**Work instructions**: Copy the data below exactly, omitting any picture it contains.

Point-based annotation data:
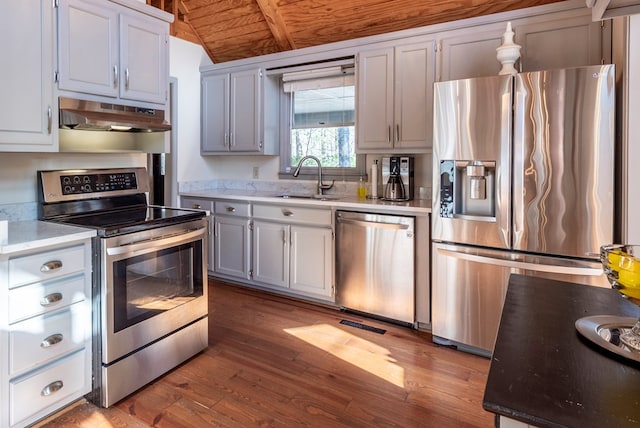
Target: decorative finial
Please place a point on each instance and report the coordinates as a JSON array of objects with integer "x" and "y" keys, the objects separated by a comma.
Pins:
[{"x": 508, "y": 53}]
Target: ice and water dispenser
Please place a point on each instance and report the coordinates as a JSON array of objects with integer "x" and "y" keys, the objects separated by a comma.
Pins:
[{"x": 467, "y": 189}]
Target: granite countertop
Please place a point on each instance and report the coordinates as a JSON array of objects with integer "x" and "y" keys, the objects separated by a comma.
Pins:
[
  {"x": 25, "y": 235},
  {"x": 415, "y": 207},
  {"x": 544, "y": 373}
]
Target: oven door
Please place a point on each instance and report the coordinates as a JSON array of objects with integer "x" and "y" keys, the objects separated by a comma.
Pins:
[{"x": 153, "y": 283}]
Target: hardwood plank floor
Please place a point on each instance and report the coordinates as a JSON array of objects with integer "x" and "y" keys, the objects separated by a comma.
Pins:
[{"x": 278, "y": 362}]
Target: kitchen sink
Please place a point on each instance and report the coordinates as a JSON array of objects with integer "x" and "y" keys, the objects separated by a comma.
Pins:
[{"x": 316, "y": 197}]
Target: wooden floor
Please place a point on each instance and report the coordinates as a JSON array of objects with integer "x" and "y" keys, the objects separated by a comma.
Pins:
[{"x": 277, "y": 362}]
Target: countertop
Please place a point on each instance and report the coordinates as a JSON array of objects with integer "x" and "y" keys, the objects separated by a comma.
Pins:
[
  {"x": 544, "y": 373},
  {"x": 413, "y": 207},
  {"x": 25, "y": 235}
]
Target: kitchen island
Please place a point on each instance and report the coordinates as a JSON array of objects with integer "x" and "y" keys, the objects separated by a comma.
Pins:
[{"x": 544, "y": 373}]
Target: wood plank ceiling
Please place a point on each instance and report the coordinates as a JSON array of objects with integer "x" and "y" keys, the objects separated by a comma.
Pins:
[{"x": 236, "y": 29}]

**Exercise output**:
Target: decorative finial
Please place a point on each instance and report the coordinates as a JSON array of objects with integer "x" and "y" keys, the objects separated by a comma.
Pins:
[{"x": 508, "y": 53}]
Target: ice and water dispenser
Please place a point on each instance and report the coordinates as a JSON array of objects with integer "x" and "y" keys, the objects separated by a comma.
Pins:
[{"x": 467, "y": 189}]
Target: granite countertop
Please place a point on each instance and report the coordinates as a JSON array of objects with integer "x" and "y" keys, the objects separated by a comma.
Pins:
[
  {"x": 25, "y": 235},
  {"x": 415, "y": 207},
  {"x": 544, "y": 373}
]
Target: oven door
Please place a point on each instance and report the coordinates as a JSON array of objects with integer "x" and "y" keys, the objects separated by a comma.
Pins:
[{"x": 153, "y": 283}]
Target: hardwood plank floor
Please place a point on each instance and report the coordinates as a JSON array of objects with integer "x" and "y" keys, the objects separated by a comma.
Pins:
[{"x": 278, "y": 362}]
Target: kitchen sink
Please place a point on each instance and report the coordinates as a JSON array of objects with integer "x" and "y" keys, the objects separated by a comma.
Pins:
[{"x": 316, "y": 197}]
Target: wooden floor
Please place a point on each instance and report the coordinates as a JSON array of objects with integer "x" and "y" keys, the objects separated by a comma.
Pins:
[{"x": 277, "y": 362}]
Target: countertop
Please place a point on each instance and report the coordinates as a JSON array of objects with integer "x" and "y" keys, the objects separated by a comma.
Pins:
[
  {"x": 544, "y": 373},
  {"x": 413, "y": 207},
  {"x": 25, "y": 235}
]
Target: kitchen island
Please place a point on each instance and report the coordinates as a JSON array of objects with integer "x" and "y" keys, the objects separated by a comma.
Pins:
[{"x": 544, "y": 373}]
Target: wood plank ceiling
Please place a point on each instance and report the coordinates as a JSON array of objects with integer "x" and "y" keys, the objects separated by a comma.
Pins:
[{"x": 236, "y": 29}]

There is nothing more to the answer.